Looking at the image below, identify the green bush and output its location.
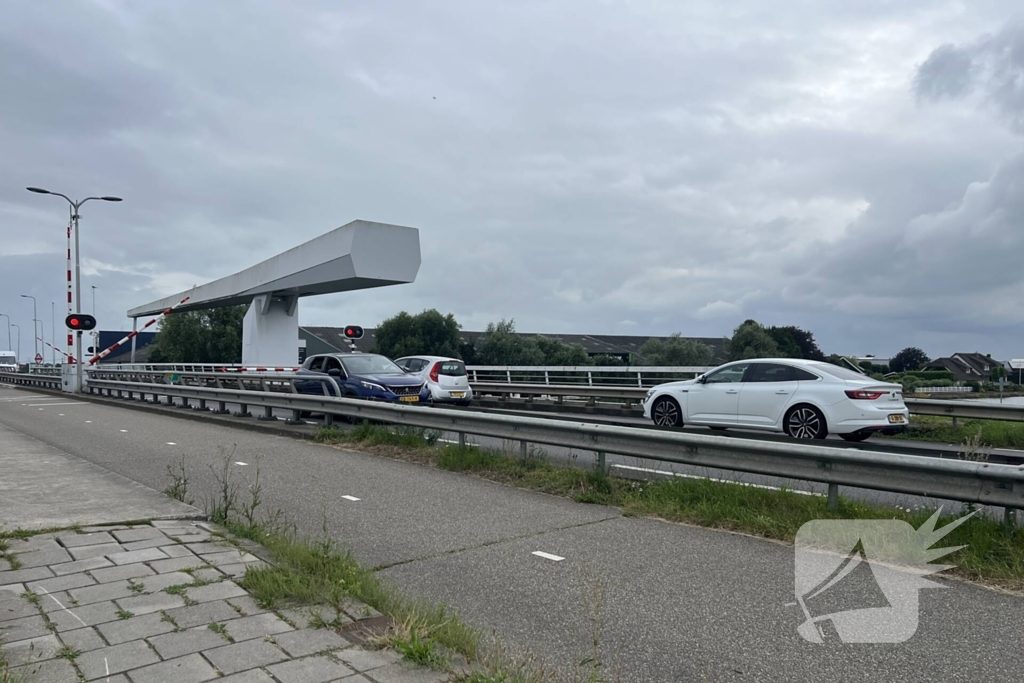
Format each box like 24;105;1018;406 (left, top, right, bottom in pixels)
903;370;956;386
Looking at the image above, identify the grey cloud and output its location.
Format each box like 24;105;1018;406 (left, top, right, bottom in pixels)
0;0;1024;360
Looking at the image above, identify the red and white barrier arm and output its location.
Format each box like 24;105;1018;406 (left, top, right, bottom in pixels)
89;297;191;366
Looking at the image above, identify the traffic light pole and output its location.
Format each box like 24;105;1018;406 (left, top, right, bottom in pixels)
72;205;82;393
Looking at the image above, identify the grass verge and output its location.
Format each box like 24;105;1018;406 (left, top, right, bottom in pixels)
890;415;1024;449
316;423;1024;590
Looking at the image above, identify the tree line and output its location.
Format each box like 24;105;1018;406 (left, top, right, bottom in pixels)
142;305;929;373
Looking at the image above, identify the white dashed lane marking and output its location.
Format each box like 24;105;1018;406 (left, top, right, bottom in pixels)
530;550;565;562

##########

* WHAT THE TASK ASKS: Reproduce all of the records above word for word, leaving out the picture.

* THE COMPLETED TASK:
Looking at the image below, identify the green bush and output its location.
Format each box like 24;105;1018;406 (left, top, right, bottom in pixels)
903;370;956;386
Looking at the image above, identify the grey cloud and output its location.
Format each box like 24;105;1018;406 (left, top, right, bottom in pixels)
0;0;1024;360
Looking at the image above, identify the red and white barrier arm and output its location.
Format each box like 24;105;1018;406 (left, top, right, bottom in pixels)
89;297;191;366
Looking at the image above, identify the traffic light pole and output its location.
Format each box like 24;105;1018;406 (left, top, right, bottom in pixels)
72;205;82;393
Looking at the image above, identify the grass verge and output its location.
Format each box like 24;105;1018;406 (left, top, right, bottom in pixels)
890;415;1024;449
316;423;1024;590
Looking at the image above, identify the tree line and output its location.
Format each box like 24;105;1018;406 (left, top, right, bottom in pixels)
142;305;929;373
Looking at the image above, identify the white dashed lane marking and output its location.
Format each box like 24;105;1018;406 (left, top, right, bottom in pixels)
530;550;565;562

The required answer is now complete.